What you need to do |
Reproduce every one of the records below, line for line and without any change.

Input rows |
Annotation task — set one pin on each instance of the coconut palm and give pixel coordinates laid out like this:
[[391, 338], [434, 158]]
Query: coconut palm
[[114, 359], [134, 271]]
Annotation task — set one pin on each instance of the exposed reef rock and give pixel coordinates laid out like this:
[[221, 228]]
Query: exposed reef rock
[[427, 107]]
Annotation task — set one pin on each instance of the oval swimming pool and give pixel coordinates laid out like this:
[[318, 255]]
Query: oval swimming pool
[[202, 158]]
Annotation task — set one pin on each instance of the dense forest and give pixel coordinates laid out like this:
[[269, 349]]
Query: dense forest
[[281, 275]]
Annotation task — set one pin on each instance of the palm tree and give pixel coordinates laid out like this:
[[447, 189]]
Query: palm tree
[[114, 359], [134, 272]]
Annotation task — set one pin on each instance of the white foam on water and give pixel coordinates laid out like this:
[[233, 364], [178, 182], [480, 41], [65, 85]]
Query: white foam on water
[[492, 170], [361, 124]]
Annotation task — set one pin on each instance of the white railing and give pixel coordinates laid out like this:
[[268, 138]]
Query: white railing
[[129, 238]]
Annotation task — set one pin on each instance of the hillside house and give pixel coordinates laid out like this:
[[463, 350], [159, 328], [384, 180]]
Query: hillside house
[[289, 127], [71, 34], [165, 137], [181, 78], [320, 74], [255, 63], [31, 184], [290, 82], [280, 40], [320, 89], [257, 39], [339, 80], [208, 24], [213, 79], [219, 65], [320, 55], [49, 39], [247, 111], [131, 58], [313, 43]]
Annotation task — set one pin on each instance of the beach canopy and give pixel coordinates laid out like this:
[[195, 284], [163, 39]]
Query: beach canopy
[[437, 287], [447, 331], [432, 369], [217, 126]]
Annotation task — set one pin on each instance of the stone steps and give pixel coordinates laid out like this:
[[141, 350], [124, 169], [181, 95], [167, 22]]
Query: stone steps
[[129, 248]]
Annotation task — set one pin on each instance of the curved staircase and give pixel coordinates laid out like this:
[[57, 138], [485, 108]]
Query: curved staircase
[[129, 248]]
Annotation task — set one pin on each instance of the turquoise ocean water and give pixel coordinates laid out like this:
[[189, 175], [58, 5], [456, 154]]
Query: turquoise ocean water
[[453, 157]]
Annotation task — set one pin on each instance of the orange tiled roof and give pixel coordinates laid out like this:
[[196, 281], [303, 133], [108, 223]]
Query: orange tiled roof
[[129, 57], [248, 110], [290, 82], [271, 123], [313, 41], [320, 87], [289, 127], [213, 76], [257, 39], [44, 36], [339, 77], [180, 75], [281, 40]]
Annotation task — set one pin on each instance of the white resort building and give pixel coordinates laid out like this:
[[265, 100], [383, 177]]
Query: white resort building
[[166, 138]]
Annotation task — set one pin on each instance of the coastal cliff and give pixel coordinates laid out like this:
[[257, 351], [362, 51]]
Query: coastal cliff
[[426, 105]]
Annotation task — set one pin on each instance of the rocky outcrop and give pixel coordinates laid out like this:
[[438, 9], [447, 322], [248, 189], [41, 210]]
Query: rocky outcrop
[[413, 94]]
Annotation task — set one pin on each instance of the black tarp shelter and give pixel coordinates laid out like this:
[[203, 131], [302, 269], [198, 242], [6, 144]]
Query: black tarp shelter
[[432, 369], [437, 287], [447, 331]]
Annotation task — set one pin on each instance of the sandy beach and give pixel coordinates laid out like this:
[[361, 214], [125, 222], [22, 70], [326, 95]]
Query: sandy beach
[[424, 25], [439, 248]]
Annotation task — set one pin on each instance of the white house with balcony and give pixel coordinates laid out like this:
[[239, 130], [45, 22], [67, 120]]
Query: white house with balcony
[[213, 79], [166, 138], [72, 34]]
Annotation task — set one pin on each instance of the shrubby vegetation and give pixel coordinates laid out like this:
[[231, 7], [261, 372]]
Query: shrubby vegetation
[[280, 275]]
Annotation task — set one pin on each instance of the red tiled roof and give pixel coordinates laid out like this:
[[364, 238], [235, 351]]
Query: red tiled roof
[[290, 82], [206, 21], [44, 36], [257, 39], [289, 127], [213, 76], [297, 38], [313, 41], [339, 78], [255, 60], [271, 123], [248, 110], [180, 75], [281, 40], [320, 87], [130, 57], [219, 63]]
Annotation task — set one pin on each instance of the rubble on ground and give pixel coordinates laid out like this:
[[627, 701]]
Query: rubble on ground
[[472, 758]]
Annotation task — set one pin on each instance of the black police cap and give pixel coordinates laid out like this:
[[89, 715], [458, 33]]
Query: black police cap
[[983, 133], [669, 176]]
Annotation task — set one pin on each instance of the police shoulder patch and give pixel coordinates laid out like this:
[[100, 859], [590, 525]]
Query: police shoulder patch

Response to the exercise |
Annotation task — set one pin on each instance of the coconut palm and give pixel coordinates laid out like this:
[[391, 338], [434, 158]]
Query: coconut palm
[[114, 359], [134, 271]]
Annotation task — set one pin on each instance of the exposed reef rock and give pixel coordinates laid out like this:
[[221, 228]]
Query: exposed reef rock
[[427, 107]]
Annotation task — set one pin on each instance of the oval swimming pool and give pixel coordinates laid out like this:
[[318, 255]]
Query: oval swimming pool
[[202, 158]]
Annotation task — set one pin on each instance of the dense forest and give pixel coordinates laid out like this:
[[269, 349]]
Query: dense forest
[[281, 275]]
Annotation task — set one pin on each instance of the palm tree and give pixel coordinates laid out like this:
[[447, 189]]
Query: palm tree
[[114, 359], [134, 272]]
Annotation task — set one pin on each instance of the white foam on water and give pixel coordinates laid out like this:
[[233, 364], [178, 182], [480, 41], [65, 85]]
Query: white foam on water
[[492, 170], [361, 124]]
Annotation task — set one pin on each instance of the white railing and give pixel coordinates laid out like this:
[[268, 138]]
Query: white railing
[[129, 238]]
Annotation task — set one pin on each instance of the hillside house and give pixel coordinates laid out like this:
[[463, 350], [159, 328], [384, 180]]
Query: hillside house
[[289, 127], [71, 34], [165, 137], [181, 78], [320, 74], [255, 63], [31, 184], [290, 82], [280, 40], [320, 89], [257, 39], [339, 80], [208, 24], [213, 79], [219, 65], [320, 55], [49, 39], [247, 111], [131, 58], [313, 43]]
Annotation task — set one pin on each instance of the beach canopy and give pixel coordinates laid out like this:
[[195, 284], [163, 39]]
Query: beach canopy
[[437, 287], [447, 331], [432, 369], [217, 126]]
Annotation task — set one pin on each instance of the stone steps and give pixel coordinates laid out like this:
[[141, 350], [124, 169], [181, 95], [167, 22]]
Query: stone steps
[[129, 248]]
Annotation task — set one pin on each instance of the curved staircase and give pixel coordinates laid out like this:
[[57, 138], [485, 108]]
Query: curved staircase
[[129, 248]]
Annotation task — set one pin on each instance of the turquoise ocean water and give pixel coordinates laid out like this:
[[189, 175], [58, 5], [456, 154]]
Query: turquoise ocean water
[[453, 157]]
Annotation task — set one pin on each instance of the orange tiled roof and give pixel coordinates laid out like this:
[[196, 281], [303, 133], [108, 223]]
Query: orange tiled roof
[[129, 57], [248, 110], [290, 82], [271, 123], [313, 41], [320, 87], [289, 127], [213, 76], [257, 39], [44, 36], [339, 77], [180, 75], [281, 40]]
Annotation task — set one pin on each instance of the white resort building and give pixel coordinates laid out like this:
[[265, 100], [383, 177]]
Query: white resort building
[[166, 138]]
Annotation task — set one pin on each instance of the coastal cliff and give pixel coordinates laid out like this:
[[257, 351], [362, 51]]
Query: coastal cliff
[[426, 105]]
Annotation task — set one pin on each instance of the rocky outcrop and give pixel coordinates laid out like this:
[[438, 9], [447, 322], [248, 189], [41, 210]]
Query: rocky outcrop
[[413, 94]]
Annotation task — set one pin on each instance of the black tarp shelter and give pixel coordinates laid out like this:
[[203, 131], [302, 269], [198, 242], [6, 144]]
Query: black tarp shelter
[[432, 369], [437, 287], [447, 331]]
Annotation task — set one pin on each instance of the sandy beach and give pixel coordinates laid out like this:
[[361, 214], [125, 222], [22, 70], [326, 95]]
Query: sandy beach
[[424, 25], [439, 248]]
Annotation task — set one pin on each instance of the white house with balcony and give pixel coordinates laid out like this:
[[239, 130], [45, 22], [67, 120]]
Query: white house with balcony
[[213, 79], [166, 138], [72, 34]]
Annotation task — set one pin on each instance of the shrubby vegetation and give pixel coordinates laid out like this:
[[231, 7], [261, 372]]
Query: shrubby vegetation
[[280, 275]]
Annotation task — set one pin on each instance of the red tiled roof and give pixel coordinates laid out like this:
[[364, 238], [235, 351]]
Query: red tiled roof
[[290, 82], [206, 21], [44, 36], [257, 39], [289, 127], [213, 76], [297, 38], [313, 41], [339, 78], [255, 60], [271, 123], [248, 110], [180, 75], [281, 40], [320, 87], [130, 57], [219, 63]]
Annotation task — set one pin on each instance of the rubble on ground and give pixel coordinates laid out like this:
[[627, 701]]
Query: rubble on ground
[[472, 758]]
Annotation task — set one pin on each instance of the black police cap and give pixel coordinates laid out like this:
[[89, 715], [458, 33]]
Query: black police cap
[[983, 133], [669, 176]]
Annotation task — set one pin on each instance of the police shoulder patch and give pixel coordinates laid out like this:
[[100, 859], [590, 525]]
Query: police shoulder patch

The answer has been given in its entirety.